▶ **Exercise input**:
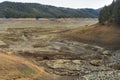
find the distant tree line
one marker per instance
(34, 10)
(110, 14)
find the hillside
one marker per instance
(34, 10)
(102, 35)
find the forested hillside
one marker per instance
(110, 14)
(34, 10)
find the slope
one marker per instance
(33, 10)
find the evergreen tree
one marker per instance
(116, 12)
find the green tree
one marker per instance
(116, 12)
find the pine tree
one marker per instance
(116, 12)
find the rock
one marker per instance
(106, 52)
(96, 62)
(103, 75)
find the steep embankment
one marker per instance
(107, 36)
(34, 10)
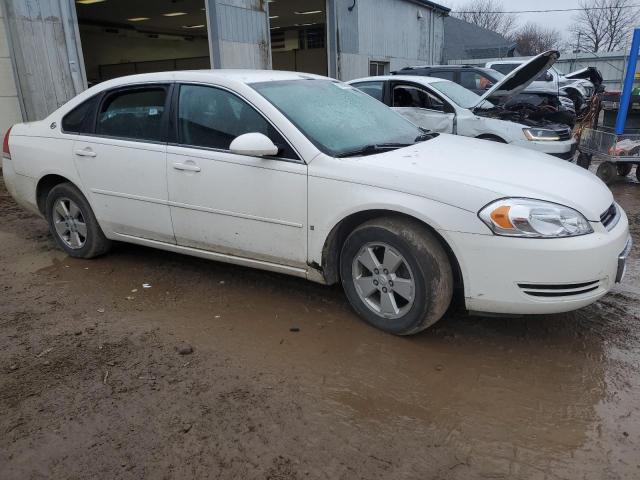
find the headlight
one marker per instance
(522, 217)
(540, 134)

---

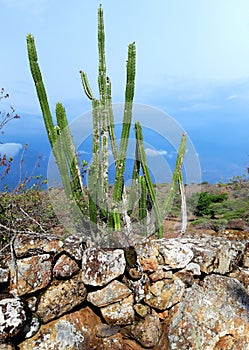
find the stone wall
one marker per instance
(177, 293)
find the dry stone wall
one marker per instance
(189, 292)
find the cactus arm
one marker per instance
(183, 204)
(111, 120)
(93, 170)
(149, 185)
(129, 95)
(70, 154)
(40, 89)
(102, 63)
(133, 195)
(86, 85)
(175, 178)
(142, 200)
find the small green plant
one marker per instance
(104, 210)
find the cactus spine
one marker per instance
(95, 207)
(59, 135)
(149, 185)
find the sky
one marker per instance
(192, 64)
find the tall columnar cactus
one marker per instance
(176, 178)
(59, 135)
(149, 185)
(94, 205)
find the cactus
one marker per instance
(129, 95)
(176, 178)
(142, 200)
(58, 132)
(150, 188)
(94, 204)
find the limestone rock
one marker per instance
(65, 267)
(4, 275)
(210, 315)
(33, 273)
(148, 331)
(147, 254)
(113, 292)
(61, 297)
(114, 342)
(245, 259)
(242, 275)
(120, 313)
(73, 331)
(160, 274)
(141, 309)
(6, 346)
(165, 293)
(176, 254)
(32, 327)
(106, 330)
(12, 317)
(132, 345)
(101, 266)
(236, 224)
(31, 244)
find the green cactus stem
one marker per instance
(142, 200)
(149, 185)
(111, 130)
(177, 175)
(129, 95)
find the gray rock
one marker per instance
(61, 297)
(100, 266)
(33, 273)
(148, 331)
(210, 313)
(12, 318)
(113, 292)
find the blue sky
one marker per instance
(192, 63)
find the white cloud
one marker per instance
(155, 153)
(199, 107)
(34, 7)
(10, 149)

---

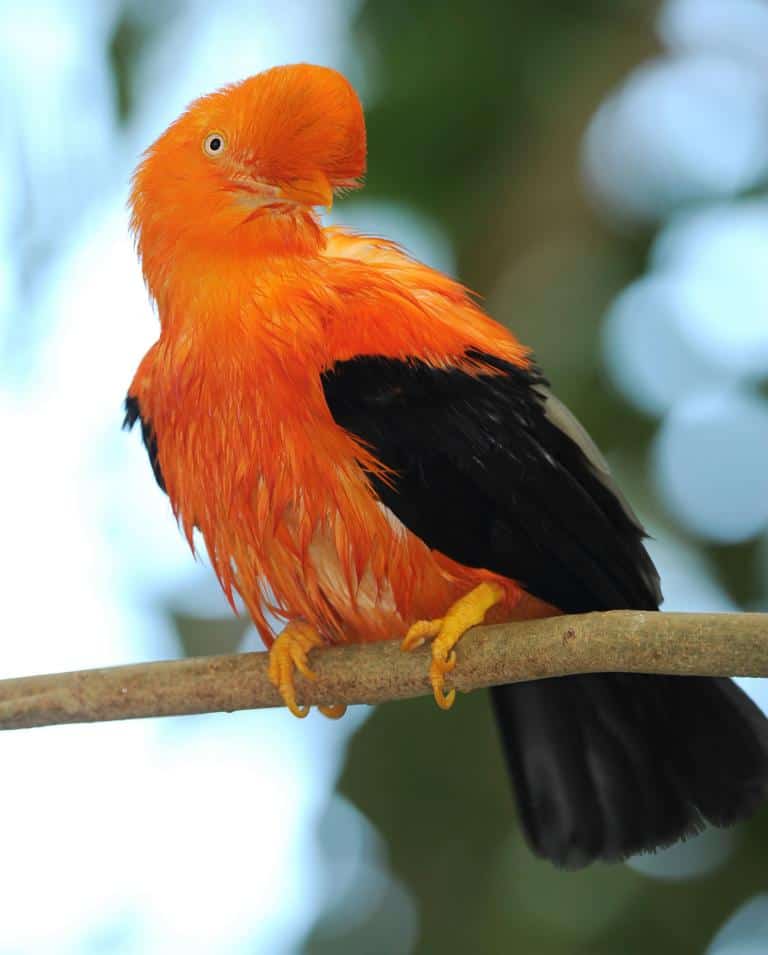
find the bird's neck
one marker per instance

▶ **Prompt**: From the data above, output exactly the lines between the one containing "find the tall columnar cactus" and the one containing "find the limestone rock", counting both of them.

▶ **Result for this exercise**:
find the tall columnar cactus
one marker per instance
(176, 178)
(59, 135)
(149, 185)
(94, 205)
find the cactus
one marker per instance
(129, 95)
(176, 178)
(142, 200)
(58, 132)
(150, 188)
(94, 204)
find the limestone rock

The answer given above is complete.